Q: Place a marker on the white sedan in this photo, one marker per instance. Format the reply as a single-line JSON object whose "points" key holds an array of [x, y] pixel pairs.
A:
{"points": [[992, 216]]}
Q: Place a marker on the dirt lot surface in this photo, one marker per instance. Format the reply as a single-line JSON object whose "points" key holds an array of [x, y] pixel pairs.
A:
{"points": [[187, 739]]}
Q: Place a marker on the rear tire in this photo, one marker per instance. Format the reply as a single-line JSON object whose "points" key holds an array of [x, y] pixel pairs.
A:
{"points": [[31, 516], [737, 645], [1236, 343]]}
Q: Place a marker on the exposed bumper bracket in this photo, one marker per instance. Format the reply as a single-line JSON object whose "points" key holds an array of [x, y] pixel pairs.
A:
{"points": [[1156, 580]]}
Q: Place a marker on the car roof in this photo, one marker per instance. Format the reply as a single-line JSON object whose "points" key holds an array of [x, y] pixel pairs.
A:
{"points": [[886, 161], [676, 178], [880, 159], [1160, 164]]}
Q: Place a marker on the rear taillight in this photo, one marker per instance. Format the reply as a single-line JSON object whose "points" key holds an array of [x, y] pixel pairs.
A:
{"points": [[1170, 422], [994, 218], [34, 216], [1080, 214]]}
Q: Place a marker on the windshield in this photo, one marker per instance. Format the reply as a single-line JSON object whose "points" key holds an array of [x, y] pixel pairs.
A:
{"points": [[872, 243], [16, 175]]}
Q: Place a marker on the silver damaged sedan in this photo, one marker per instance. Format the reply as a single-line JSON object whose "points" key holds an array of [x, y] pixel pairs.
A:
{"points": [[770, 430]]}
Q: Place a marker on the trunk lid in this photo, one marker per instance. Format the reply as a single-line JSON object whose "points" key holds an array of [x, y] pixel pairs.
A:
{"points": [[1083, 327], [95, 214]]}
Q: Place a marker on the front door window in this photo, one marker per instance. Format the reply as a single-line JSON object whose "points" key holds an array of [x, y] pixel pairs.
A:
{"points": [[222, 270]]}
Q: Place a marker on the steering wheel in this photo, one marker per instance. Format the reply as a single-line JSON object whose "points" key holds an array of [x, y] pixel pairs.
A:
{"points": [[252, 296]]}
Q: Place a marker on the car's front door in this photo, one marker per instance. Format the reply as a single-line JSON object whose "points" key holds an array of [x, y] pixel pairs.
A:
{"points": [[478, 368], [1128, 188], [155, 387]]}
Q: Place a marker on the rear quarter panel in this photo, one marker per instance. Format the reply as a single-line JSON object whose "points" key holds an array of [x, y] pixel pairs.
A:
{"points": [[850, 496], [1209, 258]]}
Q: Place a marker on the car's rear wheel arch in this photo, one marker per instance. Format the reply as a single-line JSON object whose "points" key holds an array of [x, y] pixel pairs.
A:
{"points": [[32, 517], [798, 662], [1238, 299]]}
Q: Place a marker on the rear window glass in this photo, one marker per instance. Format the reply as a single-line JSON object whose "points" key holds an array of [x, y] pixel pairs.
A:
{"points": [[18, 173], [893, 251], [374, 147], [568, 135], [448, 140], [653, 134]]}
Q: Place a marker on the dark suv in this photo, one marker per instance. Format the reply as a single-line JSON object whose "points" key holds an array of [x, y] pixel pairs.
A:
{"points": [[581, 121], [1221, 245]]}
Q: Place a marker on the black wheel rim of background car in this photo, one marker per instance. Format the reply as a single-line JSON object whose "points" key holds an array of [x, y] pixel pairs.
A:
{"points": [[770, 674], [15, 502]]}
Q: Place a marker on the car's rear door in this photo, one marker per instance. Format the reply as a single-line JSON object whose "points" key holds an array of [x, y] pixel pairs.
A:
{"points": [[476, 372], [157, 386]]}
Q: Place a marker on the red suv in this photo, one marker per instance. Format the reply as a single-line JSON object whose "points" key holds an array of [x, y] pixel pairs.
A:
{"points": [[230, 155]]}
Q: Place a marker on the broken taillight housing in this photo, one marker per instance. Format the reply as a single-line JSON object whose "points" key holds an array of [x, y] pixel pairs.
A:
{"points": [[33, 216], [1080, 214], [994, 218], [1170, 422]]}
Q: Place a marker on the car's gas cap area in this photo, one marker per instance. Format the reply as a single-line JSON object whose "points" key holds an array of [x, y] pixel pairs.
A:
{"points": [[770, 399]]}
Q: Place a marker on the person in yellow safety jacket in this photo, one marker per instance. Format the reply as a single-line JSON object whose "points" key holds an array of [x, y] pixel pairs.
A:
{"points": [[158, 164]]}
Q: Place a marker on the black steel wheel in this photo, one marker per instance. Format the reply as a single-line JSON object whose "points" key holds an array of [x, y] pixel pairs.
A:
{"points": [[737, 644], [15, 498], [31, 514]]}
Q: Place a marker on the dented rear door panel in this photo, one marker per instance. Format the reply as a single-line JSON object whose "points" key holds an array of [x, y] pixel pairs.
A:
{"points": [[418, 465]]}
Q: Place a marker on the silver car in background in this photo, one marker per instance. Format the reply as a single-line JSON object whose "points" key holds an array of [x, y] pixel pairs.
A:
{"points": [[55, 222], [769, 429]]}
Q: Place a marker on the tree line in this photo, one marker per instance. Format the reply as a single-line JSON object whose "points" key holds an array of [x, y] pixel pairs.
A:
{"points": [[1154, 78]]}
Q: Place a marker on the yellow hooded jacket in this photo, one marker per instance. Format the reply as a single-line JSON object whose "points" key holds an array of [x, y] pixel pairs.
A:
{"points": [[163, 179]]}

──────────────────────────────

Up to and including the line with "Q: Place a marker on the rear tire", write out the records above exactly, starting from their first line.

Q: Place a marker on the white sedan in this photo, one marker per instance. Format the reply as a single-line JSON object whose "points" key holds an array of [x, y] pixel pairs.
A:
{"points": [[992, 216]]}
Q: Place a marker on the dirt lot surface in this photo, one marker per instance. Format the reply as a single-line JSON object whose "points" key holds an array of [x, y] pixel pairs.
A:
{"points": [[187, 739]]}
Q: Place a marker on the rear tire in this photo, one marker per instance. Format the reply as a single-line JSON object whose "points" key holds an array of [x, y] pixel pairs.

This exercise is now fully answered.